-- Supplied information start --

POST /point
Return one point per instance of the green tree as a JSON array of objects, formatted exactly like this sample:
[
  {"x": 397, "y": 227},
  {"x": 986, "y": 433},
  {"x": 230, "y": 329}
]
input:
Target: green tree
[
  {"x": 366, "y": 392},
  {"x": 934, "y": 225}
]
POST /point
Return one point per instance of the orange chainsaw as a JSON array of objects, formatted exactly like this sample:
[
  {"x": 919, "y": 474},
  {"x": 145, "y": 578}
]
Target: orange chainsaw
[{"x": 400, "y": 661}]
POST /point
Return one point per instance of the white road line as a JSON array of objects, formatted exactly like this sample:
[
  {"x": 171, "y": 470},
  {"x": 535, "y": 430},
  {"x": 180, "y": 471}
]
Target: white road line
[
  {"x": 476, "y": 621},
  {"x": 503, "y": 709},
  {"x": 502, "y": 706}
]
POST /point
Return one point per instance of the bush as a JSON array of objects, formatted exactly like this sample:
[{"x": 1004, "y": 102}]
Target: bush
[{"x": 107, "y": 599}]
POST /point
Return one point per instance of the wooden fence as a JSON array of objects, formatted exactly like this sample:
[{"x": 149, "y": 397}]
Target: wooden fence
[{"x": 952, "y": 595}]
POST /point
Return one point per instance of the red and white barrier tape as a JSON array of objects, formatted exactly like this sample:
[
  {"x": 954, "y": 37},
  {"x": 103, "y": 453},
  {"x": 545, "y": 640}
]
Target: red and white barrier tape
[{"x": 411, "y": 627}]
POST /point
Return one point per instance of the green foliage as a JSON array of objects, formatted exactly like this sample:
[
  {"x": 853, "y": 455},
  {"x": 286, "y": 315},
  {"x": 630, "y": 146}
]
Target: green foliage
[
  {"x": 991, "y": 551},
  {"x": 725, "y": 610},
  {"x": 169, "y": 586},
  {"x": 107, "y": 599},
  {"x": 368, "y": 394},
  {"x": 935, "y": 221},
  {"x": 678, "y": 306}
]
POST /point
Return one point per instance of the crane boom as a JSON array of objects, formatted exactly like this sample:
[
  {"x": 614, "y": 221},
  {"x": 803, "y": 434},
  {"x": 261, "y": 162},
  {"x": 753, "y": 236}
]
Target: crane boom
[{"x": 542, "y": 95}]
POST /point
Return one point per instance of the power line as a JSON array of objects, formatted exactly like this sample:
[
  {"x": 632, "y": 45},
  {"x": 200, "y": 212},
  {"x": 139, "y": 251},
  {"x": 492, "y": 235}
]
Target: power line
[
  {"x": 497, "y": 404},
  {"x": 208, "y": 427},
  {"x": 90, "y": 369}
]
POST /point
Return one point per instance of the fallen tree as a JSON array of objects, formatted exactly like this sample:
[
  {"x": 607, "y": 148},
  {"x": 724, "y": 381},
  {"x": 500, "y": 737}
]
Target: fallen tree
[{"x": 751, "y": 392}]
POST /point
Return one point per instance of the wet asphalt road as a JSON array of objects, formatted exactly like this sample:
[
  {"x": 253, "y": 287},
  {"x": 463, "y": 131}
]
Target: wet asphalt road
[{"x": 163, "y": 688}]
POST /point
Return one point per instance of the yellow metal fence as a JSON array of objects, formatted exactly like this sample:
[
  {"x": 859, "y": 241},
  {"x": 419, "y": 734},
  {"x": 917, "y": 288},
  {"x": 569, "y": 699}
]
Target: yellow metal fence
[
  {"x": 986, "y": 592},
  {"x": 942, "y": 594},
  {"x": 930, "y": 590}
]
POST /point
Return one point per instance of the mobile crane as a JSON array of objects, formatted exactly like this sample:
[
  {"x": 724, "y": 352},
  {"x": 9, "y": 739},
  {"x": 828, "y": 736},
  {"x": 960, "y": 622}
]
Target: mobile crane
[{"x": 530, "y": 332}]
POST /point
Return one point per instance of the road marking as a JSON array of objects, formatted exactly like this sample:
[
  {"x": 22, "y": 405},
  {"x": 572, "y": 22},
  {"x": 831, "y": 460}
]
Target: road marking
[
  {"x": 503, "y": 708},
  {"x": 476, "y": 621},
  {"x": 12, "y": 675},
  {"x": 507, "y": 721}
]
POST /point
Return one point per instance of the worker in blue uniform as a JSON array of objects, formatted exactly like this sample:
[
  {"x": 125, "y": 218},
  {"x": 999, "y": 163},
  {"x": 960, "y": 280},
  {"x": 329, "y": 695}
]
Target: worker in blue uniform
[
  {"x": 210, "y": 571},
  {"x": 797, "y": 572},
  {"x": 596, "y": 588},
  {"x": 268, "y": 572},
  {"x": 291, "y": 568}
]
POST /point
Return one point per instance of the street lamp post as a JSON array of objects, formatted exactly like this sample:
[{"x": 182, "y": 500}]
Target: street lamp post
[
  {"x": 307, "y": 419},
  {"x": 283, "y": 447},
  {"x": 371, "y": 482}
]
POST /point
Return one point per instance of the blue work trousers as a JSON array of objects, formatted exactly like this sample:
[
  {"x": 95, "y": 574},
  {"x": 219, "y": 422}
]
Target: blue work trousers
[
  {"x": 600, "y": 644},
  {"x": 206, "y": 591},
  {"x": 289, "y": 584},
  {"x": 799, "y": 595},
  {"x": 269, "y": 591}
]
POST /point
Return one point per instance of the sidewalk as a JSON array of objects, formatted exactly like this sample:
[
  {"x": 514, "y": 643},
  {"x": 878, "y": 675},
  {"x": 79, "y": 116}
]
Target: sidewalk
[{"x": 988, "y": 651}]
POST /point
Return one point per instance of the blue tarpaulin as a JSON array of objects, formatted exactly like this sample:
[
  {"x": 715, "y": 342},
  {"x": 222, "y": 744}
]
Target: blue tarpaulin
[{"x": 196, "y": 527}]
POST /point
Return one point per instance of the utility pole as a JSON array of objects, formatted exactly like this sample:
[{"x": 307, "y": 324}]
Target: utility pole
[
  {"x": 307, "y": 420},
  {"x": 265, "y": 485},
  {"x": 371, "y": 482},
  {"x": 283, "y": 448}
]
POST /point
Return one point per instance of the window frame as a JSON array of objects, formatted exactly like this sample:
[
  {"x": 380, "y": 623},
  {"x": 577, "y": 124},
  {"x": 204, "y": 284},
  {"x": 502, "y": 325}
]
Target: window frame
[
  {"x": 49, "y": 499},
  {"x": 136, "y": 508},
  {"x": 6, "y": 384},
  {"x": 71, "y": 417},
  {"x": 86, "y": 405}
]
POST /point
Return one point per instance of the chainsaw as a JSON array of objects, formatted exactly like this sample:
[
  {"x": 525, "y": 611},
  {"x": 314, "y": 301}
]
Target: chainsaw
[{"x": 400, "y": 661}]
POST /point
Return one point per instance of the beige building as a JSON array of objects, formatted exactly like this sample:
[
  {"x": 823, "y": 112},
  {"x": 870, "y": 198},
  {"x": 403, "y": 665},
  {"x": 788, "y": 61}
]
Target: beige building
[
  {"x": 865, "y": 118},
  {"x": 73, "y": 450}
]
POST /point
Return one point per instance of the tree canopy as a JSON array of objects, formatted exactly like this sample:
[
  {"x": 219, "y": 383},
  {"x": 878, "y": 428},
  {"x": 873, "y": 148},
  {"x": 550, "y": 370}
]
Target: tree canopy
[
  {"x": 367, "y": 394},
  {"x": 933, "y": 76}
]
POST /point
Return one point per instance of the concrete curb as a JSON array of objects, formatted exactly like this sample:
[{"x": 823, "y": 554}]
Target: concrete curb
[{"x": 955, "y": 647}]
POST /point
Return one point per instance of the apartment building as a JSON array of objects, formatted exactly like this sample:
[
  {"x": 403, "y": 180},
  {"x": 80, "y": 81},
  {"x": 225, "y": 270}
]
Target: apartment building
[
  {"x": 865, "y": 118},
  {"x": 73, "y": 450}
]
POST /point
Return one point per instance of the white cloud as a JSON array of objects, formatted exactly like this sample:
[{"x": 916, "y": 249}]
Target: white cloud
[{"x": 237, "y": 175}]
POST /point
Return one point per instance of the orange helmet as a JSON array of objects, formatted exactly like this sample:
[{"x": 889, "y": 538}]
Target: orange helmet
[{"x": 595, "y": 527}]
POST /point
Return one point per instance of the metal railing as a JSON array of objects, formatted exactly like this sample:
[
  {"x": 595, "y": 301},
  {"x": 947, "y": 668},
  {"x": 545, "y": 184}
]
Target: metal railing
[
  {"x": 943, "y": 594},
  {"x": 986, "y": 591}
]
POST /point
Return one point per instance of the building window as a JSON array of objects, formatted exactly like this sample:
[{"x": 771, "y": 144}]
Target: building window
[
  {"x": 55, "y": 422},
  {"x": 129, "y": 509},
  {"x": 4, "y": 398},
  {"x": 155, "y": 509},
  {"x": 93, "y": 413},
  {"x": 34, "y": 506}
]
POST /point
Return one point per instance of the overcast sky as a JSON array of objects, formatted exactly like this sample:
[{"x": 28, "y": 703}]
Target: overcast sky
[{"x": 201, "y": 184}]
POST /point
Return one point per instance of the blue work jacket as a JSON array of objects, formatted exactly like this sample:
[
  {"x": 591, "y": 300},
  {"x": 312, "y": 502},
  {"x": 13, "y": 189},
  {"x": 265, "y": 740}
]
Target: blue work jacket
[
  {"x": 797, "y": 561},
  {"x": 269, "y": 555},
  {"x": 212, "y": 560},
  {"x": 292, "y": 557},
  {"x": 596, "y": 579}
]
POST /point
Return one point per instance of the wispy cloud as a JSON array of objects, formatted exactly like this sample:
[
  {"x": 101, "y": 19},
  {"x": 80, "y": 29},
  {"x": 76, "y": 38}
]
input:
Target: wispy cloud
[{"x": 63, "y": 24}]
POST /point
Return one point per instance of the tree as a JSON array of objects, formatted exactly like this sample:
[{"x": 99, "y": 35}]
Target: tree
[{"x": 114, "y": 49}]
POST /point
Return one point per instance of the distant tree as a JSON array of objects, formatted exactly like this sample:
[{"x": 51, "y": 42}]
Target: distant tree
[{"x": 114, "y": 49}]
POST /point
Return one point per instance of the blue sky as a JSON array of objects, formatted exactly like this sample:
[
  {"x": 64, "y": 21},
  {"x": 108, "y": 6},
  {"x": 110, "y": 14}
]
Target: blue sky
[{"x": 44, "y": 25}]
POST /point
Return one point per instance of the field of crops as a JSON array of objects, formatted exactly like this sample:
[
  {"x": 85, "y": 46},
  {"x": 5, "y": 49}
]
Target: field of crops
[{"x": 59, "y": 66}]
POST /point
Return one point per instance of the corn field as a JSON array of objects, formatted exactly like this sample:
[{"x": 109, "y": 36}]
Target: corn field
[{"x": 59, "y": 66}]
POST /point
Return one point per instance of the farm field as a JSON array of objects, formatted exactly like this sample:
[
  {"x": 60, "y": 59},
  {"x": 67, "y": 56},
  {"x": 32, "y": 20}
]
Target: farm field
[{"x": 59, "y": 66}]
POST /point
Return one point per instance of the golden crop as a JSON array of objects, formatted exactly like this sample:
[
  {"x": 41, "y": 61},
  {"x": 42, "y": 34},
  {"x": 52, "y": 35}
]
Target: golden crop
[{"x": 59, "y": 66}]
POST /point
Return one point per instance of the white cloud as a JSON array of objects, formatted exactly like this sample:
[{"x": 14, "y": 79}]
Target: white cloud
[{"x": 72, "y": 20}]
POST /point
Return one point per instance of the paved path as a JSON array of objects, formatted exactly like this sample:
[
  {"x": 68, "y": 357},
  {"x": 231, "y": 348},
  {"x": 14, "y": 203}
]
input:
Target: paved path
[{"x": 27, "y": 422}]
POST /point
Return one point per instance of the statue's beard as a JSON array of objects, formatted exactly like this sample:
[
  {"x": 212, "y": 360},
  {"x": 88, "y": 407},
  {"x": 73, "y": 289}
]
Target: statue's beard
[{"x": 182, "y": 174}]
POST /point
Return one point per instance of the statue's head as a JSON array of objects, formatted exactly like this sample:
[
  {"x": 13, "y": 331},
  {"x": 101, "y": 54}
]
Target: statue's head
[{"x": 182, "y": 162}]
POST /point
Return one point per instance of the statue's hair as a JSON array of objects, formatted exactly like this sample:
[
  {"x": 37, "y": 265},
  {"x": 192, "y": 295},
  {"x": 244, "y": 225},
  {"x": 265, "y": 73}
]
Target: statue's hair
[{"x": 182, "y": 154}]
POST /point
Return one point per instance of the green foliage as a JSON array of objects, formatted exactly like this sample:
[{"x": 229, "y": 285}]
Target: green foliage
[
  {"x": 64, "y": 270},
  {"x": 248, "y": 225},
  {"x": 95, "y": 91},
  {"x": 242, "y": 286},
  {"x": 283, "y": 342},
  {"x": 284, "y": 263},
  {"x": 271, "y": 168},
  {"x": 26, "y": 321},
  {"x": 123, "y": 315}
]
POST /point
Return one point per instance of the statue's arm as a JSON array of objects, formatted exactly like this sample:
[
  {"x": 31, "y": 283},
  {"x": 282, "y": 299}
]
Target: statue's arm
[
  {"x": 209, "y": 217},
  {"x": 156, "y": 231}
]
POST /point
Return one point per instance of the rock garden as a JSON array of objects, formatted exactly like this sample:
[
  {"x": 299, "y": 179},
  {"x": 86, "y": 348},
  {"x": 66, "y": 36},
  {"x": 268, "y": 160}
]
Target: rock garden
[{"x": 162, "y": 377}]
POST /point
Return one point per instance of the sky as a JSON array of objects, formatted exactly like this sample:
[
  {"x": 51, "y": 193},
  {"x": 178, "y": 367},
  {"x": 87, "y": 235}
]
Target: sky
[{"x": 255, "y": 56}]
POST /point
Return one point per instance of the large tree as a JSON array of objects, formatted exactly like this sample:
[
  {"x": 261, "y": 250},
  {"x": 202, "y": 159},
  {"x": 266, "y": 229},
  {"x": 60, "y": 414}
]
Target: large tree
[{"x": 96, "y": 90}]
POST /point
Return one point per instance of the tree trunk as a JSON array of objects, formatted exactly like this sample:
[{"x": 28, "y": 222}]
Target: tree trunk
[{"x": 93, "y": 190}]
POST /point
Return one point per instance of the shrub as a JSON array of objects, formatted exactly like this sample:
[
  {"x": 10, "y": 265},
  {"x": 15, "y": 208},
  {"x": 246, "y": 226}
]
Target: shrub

-- Supplied information end --

Stated task
Can you identify every line in the data above that contains the string "road" and copy each one out in full? Treat the match as case-sensitive.

Task result
Return one point per instance of the white road line as a JSON array of objects, formatted exactly like this sample:
Target: white road line
Return one point per instance of the wet asphalt road as a JSON array of objects, formatted exactly like this sample:
Target: wet asphalt road
Return one point per instance of the road marking as a JSON array of objects, formatted exactly like this sample:
Target: road marking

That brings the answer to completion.